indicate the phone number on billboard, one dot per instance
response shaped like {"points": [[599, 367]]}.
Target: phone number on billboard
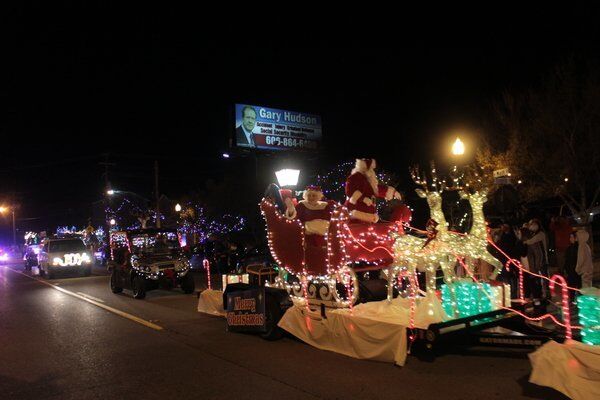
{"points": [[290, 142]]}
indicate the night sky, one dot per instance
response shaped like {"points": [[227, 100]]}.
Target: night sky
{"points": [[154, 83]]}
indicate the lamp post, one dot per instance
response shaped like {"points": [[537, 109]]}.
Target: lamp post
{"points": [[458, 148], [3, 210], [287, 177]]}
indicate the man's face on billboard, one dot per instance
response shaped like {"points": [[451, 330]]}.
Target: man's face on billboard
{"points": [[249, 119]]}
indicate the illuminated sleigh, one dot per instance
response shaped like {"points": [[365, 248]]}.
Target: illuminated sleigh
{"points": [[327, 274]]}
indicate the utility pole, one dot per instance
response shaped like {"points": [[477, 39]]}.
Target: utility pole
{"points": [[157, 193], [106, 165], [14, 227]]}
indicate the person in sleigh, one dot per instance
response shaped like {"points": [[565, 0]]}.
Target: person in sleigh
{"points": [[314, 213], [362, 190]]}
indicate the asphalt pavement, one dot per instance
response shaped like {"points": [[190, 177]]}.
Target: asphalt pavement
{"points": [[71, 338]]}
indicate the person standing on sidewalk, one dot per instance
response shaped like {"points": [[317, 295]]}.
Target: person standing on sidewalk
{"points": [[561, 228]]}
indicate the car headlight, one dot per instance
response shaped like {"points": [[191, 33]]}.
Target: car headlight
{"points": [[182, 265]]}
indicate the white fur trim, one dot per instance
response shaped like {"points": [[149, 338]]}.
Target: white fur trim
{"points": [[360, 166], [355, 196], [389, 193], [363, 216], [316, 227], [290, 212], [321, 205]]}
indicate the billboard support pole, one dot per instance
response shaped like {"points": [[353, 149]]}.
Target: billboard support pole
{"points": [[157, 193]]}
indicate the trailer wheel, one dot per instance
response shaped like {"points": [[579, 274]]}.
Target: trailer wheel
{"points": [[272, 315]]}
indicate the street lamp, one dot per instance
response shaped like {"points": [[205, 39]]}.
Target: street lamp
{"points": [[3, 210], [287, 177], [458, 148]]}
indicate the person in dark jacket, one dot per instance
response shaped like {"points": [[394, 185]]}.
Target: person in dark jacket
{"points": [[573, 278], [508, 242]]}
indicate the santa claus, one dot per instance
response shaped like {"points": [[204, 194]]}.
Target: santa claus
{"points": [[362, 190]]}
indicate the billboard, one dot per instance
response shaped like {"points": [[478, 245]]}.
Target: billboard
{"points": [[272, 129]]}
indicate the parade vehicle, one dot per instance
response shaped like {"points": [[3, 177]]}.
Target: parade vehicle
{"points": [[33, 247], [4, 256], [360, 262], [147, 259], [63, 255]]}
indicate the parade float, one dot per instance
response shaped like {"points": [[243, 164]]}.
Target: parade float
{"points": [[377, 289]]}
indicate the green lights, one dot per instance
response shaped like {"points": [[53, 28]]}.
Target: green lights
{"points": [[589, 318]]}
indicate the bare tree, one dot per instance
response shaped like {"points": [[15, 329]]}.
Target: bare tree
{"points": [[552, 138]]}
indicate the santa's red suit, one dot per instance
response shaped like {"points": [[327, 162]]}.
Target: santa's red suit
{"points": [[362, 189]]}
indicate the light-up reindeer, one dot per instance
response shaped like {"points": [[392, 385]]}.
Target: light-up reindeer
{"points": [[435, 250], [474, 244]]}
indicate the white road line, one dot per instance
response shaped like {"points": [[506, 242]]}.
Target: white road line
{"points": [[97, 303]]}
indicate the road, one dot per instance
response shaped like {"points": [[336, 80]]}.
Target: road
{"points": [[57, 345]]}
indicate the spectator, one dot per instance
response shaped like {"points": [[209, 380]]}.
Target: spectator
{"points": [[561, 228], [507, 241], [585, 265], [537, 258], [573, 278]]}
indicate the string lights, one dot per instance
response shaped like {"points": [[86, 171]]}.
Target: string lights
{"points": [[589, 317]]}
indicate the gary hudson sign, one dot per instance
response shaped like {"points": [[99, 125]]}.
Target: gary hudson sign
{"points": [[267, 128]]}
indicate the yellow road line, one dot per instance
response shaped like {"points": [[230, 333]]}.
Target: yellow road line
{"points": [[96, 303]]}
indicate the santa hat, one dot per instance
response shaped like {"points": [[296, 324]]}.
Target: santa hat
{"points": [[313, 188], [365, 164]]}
==
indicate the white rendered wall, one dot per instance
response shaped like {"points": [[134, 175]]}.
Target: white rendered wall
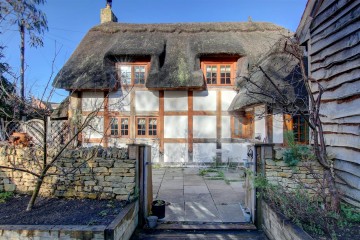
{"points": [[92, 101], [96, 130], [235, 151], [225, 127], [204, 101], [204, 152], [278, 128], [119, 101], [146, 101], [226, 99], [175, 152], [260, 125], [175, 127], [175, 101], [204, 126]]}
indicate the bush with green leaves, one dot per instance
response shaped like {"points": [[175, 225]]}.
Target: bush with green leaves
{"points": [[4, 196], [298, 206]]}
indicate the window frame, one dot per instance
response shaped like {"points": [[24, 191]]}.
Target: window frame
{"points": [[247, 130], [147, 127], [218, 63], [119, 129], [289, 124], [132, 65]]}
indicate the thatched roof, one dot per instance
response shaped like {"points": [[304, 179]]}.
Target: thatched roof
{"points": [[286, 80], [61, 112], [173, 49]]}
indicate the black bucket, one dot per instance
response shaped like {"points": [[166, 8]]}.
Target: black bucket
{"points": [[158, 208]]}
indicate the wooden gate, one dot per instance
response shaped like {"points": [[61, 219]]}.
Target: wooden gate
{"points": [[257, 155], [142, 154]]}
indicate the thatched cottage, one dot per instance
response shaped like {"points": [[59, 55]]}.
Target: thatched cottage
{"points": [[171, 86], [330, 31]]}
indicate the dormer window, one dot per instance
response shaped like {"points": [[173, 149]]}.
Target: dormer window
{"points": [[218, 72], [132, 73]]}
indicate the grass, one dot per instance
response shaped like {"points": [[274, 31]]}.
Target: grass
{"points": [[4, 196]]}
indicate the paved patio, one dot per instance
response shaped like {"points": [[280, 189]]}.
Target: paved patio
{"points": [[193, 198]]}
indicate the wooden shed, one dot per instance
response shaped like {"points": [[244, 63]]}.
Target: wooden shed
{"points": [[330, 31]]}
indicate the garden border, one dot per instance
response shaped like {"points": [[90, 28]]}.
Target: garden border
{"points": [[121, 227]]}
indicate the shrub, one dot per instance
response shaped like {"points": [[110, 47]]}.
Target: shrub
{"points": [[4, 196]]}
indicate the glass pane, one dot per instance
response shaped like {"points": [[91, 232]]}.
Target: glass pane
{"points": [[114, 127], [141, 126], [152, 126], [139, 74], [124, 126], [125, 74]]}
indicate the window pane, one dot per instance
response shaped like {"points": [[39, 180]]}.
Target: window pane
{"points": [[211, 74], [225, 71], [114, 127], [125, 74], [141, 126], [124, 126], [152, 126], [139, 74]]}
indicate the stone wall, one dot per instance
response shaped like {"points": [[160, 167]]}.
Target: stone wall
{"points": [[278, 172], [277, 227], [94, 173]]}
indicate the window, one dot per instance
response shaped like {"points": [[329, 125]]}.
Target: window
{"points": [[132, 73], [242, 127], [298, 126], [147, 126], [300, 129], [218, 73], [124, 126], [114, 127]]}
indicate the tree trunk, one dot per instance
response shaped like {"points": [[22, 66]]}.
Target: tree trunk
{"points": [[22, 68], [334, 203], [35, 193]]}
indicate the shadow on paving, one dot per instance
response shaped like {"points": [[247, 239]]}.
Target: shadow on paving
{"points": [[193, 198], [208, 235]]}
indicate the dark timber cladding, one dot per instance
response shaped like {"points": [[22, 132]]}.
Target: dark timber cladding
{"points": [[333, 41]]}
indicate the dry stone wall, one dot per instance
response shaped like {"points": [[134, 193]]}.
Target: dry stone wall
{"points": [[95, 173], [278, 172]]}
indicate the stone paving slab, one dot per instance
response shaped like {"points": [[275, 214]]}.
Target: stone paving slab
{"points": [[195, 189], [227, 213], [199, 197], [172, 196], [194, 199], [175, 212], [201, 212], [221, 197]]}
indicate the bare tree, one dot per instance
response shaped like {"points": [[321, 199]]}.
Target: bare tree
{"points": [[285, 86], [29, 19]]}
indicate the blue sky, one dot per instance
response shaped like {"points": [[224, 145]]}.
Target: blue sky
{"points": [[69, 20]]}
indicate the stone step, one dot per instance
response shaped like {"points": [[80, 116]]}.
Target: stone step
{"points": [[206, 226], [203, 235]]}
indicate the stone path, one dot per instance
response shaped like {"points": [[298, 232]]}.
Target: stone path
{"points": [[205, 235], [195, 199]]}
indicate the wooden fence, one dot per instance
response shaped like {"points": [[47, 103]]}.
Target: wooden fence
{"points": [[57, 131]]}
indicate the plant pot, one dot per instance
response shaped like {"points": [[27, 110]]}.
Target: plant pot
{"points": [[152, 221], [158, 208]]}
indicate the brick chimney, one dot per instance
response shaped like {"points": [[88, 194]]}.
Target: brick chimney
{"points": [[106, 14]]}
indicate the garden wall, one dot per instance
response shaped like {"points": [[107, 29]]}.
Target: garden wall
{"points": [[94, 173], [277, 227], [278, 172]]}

## Exercise
Reproduce exactly the stretch of the material above that starts at the line with "Target: window frame" and ends at the line with "indicate the shrub, one dot per instance", both included, and nothing else.

## Output of the task
Target: window frame
{"points": [[247, 130], [147, 127], [218, 63], [119, 129], [289, 124], [132, 65]]}
indicate the thatched roof, one dot per instance
response shaped like {"points": [[304, 179]]}.
Target: thatched roof
{"points": [[286, 80], [61, 112], [173, 49]]}
indicate the black bucket, one dot per instance
response shaped like {"points": [[166, 8]]}.
Target: black bucket
{"points": [[158, 208]]}
indicate the wooden gate, one dot per instance
response shaped like {"points": [[61, 219]]}.
Target: wooden gate
{"points": [[257, 155], [142, 154]]}
indicate the thatched cottage, one dot per instance
response shaped like {"points": [[59, 55]]}.
Target: thatched cottage
{"points": [[171, 86], [330, 31]]}
indicate the dormer window, one dot per instance
response shaped like {"points": [[173, 149]]}.
Target: dormer window
{"points": [[218, 72], [132, 73]]}
indicate the grass, one dot per instance
response shaped like {"points": [[274, 31]]}.
Target: grass
{"points": [[4, 196]]}
indicate the paved patio, one dot per instance
response shaped like {"points": [[280, 189]]}.
Target: paved patio
{"points": [[193, 198]]}
indicate the wooden shed, one dot per instance
response shaped like {"points": [[244, 63]]}.
Target: wooden shed
{"points": [[330, 31]]}
indicate the garden border, one dot per instance
response shaped like {"points": [[90, 28]]}.
Target: garden border
{"points": [[121, 227]]}
indicate the shrub, one dot per instance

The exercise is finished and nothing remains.